• _EXCERPTED TEXT_
= Beginning of Section =
If used correctly and in a timely fashion oxygen is a lifesaver. Oxygen robs the angel of death of its victims. Oxygen protects us as long as we get enough. Oxygen is the ultimate drug or giver of life. With enough oxygen, we can resist ageing, and with Anti-Inflammatory Oxygen Therapy, we actually get younger. We can reverse vascular aging by combining unlimited oxygen availability with exercise.
Everyone secretly loves oxygen because our lives depend on it on a moment-to-moment basis. Super athletes and Navy Seal types can use oxygen at high dosages to be everything they can be. To some people that is everything.
The easy availability of oxygen lies beneath a lack of commercial interest in it and the paucity of funding of large-scale clinical studies on oxygen as a drug. If one wants to see if an avalanche of oxygen can cure their cancer, they will have to experiment on themselves but all logic and medical science points to the legitimacy of such an approach.
The commonly accepted paradigm that links hyperoxia to enhanced oxidative stress and the relatively narrow margin of safety between its effective and toxic doses are additional barriers accounting for the disproportionately small number of high-quality studies on the clinical use of oxygen at higher-than-normal partial pressures (hyperoxia). This is unfortunate and reflects a great ignorance of how carbon dioxide plays the vital role of making high doses extremely non-toxic.
EWOT demonstrates how easy it is to control the dose of oxygen in contrast to many other drugs, and therefore clinically significant manifestations of oxygen toxicity are absent. The body knows exactly how much oxygen it can take when exercising so dosage actually becomes a non-issue. Any activity increases the human body’s need for oxygen. Therefore, we exercise with extra oxygen and see amazing results with Anti-Inflammatory Oxygen Therapy.
Who will benefit from oxygen therapy? Dyspnea (breathlessness) and other symptoms of hypoxia can be fundamentally addressed when oxygen is taken up to the levels spoken about by Professor van Ardennes. Oxygen is known to be helpful in selected patients with advanced cancer or chronic obstructive pulmonary disease (COPD), but though there is currently, no evidence for benefit in heart failure, it is ideal for treating vascular disease.
= End of Section =
• _EXERCISE SET_
(a) According to the passage on oxygen therapy, what increases the human body's need for oxygen?
(b) Translate this sentence from the passage on oxygen therapy into Spanish: "Any activity increases the human body’s need for oxygen."
(c) Summarize the passage on oxygen therapy in two sentences.
The data after this note is separate from the passage on oxygen therapy.

• _SUPPLIED MATERIAL_
= Beginning of Section =
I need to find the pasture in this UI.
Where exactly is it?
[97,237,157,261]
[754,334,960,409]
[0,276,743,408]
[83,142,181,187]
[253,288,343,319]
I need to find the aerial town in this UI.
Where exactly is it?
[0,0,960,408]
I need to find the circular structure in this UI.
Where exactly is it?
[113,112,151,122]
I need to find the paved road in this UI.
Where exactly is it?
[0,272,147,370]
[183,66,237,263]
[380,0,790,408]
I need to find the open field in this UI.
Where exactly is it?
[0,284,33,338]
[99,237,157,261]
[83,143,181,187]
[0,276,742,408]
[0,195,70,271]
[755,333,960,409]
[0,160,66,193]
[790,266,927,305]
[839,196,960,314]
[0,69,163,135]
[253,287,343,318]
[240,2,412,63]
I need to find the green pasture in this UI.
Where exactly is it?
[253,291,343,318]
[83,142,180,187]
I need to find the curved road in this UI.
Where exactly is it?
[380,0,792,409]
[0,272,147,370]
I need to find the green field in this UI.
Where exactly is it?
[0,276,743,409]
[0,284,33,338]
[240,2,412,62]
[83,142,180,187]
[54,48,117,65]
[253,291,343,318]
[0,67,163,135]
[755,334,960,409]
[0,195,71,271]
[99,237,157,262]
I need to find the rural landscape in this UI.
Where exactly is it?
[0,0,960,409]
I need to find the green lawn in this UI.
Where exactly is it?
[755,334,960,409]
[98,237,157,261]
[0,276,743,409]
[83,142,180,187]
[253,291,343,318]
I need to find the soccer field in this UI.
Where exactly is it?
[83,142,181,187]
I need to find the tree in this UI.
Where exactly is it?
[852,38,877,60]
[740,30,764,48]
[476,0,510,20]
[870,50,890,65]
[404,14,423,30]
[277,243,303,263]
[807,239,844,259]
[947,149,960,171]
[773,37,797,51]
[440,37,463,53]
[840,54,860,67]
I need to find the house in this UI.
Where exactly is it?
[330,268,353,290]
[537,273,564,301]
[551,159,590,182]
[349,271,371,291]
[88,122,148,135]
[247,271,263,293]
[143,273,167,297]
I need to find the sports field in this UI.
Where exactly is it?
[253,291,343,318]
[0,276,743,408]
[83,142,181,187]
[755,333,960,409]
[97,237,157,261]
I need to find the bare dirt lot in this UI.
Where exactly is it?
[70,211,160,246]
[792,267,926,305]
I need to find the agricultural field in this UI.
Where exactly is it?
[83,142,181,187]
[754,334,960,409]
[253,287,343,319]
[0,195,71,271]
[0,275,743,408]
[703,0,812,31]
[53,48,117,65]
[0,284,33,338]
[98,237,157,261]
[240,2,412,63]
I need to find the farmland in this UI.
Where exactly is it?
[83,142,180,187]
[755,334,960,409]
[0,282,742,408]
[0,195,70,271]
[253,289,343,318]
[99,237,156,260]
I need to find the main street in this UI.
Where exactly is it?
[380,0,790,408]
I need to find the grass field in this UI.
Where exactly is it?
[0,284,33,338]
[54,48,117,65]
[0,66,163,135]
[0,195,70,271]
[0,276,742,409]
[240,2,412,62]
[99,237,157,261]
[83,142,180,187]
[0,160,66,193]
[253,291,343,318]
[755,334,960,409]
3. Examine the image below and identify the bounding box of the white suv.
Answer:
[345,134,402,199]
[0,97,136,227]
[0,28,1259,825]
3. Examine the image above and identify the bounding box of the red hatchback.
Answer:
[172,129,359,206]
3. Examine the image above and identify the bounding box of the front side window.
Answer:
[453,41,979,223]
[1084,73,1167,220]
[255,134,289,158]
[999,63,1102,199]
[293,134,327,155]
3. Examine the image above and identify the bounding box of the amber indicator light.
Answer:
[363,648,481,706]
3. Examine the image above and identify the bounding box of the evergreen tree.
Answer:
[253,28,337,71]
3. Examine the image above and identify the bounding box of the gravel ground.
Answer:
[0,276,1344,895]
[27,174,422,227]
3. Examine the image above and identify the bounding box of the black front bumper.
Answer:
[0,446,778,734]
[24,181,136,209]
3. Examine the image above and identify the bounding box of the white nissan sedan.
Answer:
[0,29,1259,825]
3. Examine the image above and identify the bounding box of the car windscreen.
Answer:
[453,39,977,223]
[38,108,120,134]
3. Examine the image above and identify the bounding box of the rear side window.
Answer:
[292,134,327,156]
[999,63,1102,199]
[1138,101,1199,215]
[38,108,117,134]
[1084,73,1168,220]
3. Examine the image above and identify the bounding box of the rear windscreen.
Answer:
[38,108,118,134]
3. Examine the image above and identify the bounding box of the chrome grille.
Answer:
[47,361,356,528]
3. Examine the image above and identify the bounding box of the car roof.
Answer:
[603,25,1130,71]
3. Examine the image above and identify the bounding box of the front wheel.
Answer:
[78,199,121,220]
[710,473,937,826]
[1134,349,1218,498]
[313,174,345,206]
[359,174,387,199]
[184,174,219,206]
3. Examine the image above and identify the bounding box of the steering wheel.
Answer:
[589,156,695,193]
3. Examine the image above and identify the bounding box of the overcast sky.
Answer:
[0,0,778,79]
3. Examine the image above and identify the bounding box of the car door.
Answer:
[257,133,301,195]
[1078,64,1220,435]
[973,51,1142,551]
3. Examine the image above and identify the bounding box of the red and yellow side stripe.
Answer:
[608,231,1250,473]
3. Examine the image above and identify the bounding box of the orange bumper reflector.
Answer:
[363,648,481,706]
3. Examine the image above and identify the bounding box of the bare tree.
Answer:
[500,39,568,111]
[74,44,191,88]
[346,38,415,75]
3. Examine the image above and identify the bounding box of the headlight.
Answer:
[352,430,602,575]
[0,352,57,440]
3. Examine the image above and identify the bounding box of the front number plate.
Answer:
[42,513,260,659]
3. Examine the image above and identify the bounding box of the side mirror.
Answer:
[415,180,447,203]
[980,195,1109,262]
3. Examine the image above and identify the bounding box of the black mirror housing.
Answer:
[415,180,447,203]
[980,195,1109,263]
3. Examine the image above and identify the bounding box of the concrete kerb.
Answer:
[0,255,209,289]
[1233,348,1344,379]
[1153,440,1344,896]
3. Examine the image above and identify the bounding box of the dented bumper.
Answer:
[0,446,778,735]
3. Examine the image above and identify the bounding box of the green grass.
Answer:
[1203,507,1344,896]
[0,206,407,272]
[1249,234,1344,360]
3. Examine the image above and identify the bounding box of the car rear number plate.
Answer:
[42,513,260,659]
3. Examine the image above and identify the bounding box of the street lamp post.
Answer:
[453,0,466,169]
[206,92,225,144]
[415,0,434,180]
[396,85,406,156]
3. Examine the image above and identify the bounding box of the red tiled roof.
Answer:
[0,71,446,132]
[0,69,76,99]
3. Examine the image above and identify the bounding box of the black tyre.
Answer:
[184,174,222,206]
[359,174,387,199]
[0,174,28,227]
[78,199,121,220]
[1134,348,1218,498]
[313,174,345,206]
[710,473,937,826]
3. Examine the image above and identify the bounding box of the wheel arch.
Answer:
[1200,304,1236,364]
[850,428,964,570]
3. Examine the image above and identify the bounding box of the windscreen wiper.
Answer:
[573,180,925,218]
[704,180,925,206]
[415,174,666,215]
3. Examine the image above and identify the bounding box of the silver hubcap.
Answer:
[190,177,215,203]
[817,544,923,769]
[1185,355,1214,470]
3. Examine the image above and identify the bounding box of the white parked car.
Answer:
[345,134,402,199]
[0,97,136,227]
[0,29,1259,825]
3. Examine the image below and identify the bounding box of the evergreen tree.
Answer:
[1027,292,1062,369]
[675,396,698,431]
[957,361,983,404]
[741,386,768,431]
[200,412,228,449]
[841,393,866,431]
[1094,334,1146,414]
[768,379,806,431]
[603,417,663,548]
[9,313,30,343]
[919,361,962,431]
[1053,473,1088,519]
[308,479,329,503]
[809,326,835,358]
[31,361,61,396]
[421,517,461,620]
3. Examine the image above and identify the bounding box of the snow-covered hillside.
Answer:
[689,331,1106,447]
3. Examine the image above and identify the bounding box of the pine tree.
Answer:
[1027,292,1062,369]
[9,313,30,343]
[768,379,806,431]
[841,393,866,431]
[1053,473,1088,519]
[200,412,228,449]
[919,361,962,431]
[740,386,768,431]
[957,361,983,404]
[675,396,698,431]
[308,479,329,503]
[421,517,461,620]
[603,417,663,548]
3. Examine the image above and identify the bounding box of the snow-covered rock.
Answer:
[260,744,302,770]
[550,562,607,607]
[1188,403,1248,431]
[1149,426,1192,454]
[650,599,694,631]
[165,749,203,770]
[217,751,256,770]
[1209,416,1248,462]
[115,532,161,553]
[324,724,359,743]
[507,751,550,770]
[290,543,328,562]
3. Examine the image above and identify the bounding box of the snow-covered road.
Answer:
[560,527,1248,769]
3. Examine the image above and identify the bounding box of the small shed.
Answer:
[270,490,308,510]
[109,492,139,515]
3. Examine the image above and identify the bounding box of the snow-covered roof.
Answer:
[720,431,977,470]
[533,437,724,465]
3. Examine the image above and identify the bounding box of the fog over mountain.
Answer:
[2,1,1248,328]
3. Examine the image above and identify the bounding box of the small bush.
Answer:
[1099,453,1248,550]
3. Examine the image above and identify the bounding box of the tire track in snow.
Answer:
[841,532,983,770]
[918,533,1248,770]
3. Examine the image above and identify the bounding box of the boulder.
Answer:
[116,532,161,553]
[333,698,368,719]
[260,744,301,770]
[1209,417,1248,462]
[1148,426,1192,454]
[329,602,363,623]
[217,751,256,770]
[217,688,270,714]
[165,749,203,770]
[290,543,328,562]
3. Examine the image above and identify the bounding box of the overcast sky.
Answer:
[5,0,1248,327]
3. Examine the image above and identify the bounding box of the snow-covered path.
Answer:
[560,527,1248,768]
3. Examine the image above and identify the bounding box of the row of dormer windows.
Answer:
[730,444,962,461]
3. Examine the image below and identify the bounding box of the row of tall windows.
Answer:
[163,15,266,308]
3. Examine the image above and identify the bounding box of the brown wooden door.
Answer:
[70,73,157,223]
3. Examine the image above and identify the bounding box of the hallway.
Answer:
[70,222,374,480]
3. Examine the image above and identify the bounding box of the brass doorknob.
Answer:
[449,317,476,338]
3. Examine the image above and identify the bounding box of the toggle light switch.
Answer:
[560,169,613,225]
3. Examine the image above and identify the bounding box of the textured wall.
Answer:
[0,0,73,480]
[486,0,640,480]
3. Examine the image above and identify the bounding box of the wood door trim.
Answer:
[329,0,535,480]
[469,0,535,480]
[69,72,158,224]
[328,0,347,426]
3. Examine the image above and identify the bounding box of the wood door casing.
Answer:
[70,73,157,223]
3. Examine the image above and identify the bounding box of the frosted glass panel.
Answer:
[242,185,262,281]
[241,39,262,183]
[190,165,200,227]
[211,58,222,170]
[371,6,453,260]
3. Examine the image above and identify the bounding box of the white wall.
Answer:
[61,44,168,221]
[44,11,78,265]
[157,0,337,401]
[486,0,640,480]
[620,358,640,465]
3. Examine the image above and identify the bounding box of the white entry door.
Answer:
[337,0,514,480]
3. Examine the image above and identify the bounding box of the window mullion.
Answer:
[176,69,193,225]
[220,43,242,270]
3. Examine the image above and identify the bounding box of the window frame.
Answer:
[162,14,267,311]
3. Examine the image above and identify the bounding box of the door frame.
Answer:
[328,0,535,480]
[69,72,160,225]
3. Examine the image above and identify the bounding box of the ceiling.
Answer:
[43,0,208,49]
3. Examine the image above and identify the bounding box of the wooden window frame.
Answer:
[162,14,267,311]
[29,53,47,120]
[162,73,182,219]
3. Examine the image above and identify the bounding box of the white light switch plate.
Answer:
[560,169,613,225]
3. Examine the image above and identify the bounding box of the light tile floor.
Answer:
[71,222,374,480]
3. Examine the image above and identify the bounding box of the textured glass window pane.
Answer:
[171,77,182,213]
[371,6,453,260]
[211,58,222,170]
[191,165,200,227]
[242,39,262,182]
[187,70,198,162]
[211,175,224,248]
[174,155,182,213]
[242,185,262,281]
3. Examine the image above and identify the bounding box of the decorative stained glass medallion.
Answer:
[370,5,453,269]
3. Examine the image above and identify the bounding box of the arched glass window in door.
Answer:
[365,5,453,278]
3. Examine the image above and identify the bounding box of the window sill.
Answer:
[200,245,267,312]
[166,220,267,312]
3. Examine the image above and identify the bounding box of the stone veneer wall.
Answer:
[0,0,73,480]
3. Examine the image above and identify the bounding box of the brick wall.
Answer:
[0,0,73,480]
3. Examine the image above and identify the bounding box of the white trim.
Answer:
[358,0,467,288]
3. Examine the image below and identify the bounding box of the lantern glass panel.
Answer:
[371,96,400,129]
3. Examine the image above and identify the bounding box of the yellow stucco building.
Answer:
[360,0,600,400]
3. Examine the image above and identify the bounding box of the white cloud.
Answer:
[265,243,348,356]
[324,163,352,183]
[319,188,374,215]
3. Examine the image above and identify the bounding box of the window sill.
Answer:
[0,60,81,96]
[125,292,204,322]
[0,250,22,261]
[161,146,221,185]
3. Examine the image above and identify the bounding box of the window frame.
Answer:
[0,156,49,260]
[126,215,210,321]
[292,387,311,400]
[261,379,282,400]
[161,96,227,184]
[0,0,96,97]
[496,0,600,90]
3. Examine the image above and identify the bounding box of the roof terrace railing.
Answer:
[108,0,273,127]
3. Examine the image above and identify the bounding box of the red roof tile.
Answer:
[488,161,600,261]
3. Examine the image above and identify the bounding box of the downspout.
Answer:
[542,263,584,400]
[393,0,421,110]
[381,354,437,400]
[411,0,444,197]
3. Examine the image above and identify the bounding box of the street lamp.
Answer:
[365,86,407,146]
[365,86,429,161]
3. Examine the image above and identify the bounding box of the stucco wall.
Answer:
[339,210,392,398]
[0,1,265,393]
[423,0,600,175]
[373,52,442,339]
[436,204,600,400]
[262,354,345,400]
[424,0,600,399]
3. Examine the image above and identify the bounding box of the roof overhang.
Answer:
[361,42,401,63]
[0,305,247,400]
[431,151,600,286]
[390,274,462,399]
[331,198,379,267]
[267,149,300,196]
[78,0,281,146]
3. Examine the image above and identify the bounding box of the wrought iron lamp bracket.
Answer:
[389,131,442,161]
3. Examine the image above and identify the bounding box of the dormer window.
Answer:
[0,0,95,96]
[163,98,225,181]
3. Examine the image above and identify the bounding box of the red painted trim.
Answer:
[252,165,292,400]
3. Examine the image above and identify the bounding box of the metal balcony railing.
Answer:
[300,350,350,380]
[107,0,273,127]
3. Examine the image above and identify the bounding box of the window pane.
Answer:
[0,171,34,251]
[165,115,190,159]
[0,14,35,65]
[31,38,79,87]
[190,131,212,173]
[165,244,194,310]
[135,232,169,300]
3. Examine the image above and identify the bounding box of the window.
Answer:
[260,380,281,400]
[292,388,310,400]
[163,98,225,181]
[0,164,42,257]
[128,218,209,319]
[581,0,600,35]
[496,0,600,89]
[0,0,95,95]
= End of Section =
• _OUTPUTS FOR THE TASKS_
(a) Any activity.

(b) Cualquier actividad aumenta la necesidad de oxígeno del cuerpo humano.

(c) The passage calls oxygen a lifesaver that can reverse vascular aging when combined with exercise. It blames oxygen's easy availability and the link to oxidative stress for the scarcity of large clinical studies, and it claims that carbon dioxide makes high doses non-toxic, that exercising with oxygen makes dosage a non-issue, and that oxygen helps selected cancer and COPD patients and is ideal for vascular disease.